What is expected
In the court judgment excerpt, on what date did the petitioner, who had come from Canada, go back?

Excerpt

::::::::

9. Initially, the mediation process showed promise and produced some

positive results as would be apparent from this Court‟s order dated

21.09.2010. But, on 27.09.2010, the learned counsel for the petitioner stated

that there was no possibility of a settlement and that the matter be heard on

merits. The petitioner, who had come from Canada, went back on

24.09.2010. Thereafter, the petition was heard on merits and is being

disposed of by this judgment.

10. The learned counsel for the petitioner submitted that this Court must

recognize the comity of courts principle and direct the respondent no.2 to

honour the order dated 11.08.2010 of the Canadian Court and take the child

Armaan to Canada and submit to the jurisdiction of the Superior Court of

Justice, Ontario, Canada. He placed reliance on a number of decisions.

They are:-

1. Aviral Mittal v. State & Anr: 163(2009) DLT 627 (DB);

2. Mrs Elizabeth Dinshaw v. Arvand M. Dinshaw & Anr: AIR 1987 SC 3;

3. Smt Surinder Kaur Sandhu v. Harbax Singh Sandhu & Anr: (1984) 3 SCC 698;

4. Shilpa Aggarwal v. Aviral Mittal & Anr: (2010) 1 SCC 591;

5. V. Ravi Chandran v. Union of India & Ors: (2010) 1 SCC

174.

11. It was also submitted that the respondent no.2 cannot be permitted to

have sole custody through subterfuge. The learned counsel submitted that

the petitioner is only asking that the respondent no.2 should return to Canada

with Armaan and face the Divorce and custody proceedings there. It was

also contended that the court in Canada had the closest connection with

Armaan inasmuch as the respondent no.2 and the petitioner (and Armaan,

with them) had migrated to Canada on 04.04.2009 and were living there as

permanent residents. It was submitted that the respondent no.2 betrayed the

trust of the petitioner when he cancelled the return tickets and did not return

to Canada on 10.08.2010 alongwith Armaan, as promised. It was finally

submitted that it would also be in the interest of Armaan that he be taken

back to Canada and that it cannot be presumed that the petitioner, by herself,

would not be able to look after her son - Armaan.

::::::::

Raw data
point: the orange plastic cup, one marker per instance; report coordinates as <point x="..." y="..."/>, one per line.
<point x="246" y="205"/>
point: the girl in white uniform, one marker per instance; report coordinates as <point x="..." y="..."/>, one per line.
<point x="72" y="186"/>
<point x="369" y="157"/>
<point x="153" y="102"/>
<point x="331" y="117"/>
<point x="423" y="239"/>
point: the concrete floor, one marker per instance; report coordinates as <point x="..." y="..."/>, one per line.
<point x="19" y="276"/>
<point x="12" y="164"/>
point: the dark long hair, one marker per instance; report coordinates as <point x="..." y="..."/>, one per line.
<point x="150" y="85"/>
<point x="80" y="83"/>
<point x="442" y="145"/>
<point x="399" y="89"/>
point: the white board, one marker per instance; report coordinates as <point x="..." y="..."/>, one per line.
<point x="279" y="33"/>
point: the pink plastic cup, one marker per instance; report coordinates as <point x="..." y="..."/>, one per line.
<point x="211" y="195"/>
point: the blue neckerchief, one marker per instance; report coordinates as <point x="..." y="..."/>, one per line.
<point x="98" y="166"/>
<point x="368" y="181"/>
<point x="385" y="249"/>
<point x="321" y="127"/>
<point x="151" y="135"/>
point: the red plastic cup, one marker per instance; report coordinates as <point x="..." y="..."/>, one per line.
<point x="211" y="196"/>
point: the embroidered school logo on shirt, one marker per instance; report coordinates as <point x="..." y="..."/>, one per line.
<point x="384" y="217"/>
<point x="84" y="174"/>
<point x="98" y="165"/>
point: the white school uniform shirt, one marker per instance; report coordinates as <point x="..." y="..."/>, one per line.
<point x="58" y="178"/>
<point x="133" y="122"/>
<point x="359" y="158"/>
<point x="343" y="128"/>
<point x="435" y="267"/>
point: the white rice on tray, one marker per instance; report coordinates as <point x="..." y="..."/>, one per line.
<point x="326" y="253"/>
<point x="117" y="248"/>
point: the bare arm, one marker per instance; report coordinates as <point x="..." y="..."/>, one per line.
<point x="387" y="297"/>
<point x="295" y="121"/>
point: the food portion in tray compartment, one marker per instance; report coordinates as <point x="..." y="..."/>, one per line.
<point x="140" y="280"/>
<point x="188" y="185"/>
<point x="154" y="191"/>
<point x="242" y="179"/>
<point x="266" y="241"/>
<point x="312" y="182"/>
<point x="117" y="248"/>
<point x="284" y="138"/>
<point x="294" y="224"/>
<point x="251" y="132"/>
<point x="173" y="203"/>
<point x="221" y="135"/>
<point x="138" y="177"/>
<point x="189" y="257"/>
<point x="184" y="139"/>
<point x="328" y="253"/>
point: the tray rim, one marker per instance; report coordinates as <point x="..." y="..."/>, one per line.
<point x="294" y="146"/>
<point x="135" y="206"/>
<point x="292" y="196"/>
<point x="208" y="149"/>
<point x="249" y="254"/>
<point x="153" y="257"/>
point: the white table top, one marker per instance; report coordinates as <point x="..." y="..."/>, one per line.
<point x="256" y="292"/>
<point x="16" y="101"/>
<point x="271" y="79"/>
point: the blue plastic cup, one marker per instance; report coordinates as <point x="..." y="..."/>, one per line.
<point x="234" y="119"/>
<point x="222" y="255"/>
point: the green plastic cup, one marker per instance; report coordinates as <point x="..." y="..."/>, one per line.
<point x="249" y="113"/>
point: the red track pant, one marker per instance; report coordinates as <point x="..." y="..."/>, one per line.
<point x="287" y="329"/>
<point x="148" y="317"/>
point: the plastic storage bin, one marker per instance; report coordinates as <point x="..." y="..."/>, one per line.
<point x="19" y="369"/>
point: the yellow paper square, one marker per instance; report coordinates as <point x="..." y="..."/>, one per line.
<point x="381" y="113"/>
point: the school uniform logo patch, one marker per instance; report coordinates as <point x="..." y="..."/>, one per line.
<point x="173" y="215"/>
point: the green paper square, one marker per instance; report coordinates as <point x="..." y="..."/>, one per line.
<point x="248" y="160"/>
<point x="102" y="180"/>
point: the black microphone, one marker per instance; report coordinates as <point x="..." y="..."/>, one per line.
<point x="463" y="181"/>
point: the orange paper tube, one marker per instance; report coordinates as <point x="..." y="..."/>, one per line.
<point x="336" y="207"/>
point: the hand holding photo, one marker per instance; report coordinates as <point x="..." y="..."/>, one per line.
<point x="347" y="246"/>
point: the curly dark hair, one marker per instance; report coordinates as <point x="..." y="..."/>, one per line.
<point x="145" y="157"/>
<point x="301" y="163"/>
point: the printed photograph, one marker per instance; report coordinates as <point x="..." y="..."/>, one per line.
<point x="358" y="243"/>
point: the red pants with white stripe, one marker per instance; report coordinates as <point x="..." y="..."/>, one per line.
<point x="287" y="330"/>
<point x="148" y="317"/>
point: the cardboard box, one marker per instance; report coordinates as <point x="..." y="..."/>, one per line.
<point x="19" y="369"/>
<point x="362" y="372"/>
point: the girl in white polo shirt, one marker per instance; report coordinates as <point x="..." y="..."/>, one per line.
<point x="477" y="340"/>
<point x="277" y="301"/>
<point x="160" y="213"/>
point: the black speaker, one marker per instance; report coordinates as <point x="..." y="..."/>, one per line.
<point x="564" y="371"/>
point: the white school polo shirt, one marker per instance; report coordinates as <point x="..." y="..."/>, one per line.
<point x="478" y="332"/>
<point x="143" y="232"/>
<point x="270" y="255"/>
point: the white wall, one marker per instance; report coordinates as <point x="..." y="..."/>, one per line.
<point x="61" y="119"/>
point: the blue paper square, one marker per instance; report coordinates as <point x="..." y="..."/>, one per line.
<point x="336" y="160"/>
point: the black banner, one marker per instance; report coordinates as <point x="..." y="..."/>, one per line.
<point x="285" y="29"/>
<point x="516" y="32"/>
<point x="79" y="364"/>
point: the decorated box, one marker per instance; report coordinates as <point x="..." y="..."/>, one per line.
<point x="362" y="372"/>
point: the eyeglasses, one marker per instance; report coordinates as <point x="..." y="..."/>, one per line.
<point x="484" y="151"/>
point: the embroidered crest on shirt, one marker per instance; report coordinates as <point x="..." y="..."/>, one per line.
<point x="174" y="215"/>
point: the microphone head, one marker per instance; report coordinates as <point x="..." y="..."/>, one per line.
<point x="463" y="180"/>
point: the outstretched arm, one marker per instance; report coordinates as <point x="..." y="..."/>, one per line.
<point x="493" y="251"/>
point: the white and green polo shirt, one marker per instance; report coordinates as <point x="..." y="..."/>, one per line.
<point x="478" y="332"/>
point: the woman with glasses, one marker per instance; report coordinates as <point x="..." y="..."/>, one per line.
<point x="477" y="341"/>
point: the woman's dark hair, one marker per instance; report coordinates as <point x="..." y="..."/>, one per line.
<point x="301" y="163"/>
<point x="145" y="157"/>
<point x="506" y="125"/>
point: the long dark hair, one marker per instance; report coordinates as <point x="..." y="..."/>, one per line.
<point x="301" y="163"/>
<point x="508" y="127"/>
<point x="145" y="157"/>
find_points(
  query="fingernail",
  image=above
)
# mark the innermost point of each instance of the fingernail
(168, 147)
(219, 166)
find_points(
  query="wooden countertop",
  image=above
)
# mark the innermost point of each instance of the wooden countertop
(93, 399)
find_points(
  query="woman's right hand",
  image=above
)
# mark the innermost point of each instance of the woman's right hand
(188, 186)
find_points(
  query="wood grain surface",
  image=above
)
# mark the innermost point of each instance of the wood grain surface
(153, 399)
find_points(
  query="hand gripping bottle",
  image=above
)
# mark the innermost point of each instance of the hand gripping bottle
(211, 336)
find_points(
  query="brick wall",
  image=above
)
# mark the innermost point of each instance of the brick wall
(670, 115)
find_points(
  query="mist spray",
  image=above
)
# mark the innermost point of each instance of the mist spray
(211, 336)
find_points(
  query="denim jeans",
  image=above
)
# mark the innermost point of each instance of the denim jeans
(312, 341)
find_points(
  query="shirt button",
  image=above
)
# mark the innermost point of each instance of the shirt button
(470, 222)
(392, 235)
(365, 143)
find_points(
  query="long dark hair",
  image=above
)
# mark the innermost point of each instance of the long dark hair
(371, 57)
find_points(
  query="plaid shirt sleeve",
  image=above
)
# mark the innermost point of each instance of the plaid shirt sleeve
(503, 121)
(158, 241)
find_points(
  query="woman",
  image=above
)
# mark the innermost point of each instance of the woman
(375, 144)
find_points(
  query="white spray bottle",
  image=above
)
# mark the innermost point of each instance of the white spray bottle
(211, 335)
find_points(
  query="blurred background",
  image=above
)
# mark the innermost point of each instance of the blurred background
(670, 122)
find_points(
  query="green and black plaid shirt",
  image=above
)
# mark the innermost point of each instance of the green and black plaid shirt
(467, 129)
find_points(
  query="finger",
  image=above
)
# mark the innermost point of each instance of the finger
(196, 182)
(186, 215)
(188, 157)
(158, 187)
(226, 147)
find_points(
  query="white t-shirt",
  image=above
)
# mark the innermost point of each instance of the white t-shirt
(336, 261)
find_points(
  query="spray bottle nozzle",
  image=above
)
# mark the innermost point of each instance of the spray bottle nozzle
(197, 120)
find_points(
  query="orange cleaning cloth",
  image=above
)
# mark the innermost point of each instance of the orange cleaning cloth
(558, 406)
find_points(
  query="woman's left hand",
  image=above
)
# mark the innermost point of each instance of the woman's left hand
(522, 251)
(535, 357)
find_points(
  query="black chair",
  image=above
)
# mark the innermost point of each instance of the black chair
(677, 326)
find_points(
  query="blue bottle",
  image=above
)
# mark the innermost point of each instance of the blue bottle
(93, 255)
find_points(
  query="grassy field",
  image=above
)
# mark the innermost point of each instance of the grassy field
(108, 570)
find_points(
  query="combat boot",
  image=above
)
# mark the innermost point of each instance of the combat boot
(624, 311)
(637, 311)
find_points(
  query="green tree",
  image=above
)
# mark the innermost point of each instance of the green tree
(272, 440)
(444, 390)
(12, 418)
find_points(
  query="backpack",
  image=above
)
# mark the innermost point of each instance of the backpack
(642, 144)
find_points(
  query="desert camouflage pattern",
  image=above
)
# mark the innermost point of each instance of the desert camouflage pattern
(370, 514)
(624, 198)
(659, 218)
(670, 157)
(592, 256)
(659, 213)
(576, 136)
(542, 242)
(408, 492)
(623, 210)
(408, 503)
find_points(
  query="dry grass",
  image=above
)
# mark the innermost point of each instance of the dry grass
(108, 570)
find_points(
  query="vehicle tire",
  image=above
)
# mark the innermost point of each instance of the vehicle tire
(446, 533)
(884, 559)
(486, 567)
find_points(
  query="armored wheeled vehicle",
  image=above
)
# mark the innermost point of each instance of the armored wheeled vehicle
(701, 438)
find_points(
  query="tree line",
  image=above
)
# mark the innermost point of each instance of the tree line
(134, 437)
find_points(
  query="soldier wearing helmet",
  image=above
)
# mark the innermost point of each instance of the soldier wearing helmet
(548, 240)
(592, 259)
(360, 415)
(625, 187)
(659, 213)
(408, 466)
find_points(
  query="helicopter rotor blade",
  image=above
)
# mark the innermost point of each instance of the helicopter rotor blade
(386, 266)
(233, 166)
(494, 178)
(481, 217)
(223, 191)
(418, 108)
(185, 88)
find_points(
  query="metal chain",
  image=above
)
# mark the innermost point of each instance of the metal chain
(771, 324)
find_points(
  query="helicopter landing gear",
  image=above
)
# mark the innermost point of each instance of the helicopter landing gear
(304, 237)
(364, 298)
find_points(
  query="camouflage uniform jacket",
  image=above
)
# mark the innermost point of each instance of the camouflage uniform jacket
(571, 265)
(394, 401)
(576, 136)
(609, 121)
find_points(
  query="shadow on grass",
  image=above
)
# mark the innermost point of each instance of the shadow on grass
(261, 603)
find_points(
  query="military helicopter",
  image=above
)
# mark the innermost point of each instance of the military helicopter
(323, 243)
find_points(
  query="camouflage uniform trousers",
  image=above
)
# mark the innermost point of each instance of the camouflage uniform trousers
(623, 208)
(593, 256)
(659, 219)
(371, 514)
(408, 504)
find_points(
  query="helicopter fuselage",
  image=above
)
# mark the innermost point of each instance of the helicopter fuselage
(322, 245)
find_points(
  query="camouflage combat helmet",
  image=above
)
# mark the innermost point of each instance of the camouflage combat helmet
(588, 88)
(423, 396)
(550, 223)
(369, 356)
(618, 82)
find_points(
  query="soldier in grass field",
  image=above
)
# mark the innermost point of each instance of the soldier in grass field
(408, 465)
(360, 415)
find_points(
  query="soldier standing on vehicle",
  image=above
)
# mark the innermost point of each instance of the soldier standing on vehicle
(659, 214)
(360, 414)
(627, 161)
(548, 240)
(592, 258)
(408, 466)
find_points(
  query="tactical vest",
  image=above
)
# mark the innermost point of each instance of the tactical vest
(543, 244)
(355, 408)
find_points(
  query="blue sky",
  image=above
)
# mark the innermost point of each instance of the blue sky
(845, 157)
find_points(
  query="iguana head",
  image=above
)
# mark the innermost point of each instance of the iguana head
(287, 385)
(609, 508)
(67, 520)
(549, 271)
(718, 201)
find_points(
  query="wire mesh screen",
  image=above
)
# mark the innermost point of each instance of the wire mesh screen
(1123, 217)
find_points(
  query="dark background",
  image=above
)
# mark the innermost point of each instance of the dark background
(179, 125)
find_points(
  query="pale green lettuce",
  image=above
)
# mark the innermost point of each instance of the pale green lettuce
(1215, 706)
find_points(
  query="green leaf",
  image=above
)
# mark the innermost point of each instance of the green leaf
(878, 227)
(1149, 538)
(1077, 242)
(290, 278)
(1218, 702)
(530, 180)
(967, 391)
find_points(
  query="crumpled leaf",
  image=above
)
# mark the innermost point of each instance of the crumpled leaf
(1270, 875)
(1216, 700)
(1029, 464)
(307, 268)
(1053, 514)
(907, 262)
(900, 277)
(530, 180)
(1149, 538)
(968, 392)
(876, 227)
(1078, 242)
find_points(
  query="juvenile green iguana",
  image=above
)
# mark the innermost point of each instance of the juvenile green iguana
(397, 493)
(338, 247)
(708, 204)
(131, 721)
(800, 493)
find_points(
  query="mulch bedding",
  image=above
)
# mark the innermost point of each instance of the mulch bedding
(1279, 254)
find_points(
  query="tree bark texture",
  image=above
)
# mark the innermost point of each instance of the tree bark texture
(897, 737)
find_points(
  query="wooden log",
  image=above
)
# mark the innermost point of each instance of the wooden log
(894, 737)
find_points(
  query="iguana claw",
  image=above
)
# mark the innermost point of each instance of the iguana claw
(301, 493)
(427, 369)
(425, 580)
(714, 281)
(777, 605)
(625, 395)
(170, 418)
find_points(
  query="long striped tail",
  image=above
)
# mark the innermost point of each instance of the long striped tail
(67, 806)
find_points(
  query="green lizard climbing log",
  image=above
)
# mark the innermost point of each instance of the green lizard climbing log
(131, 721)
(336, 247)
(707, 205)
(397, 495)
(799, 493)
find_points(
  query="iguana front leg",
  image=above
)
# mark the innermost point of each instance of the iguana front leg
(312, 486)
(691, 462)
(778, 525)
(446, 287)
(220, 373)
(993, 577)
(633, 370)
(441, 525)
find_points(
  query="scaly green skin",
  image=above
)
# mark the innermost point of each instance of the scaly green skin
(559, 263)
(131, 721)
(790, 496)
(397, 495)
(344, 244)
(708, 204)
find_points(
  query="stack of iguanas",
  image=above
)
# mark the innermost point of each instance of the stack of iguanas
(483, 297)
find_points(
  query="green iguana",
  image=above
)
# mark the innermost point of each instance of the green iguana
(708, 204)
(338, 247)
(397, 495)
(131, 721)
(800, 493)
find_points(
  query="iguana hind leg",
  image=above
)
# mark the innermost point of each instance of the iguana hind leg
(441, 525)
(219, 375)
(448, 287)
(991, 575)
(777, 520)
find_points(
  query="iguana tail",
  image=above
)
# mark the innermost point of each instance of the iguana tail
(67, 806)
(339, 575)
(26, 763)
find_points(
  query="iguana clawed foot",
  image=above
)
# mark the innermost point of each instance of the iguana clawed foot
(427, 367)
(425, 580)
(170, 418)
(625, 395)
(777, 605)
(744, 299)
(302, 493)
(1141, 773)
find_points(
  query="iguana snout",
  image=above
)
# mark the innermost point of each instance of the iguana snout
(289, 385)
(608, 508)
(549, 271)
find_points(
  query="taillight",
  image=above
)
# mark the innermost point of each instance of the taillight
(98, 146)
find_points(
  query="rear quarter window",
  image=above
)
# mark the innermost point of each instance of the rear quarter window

::::::::

Answer to the problem
On 24.09.2010.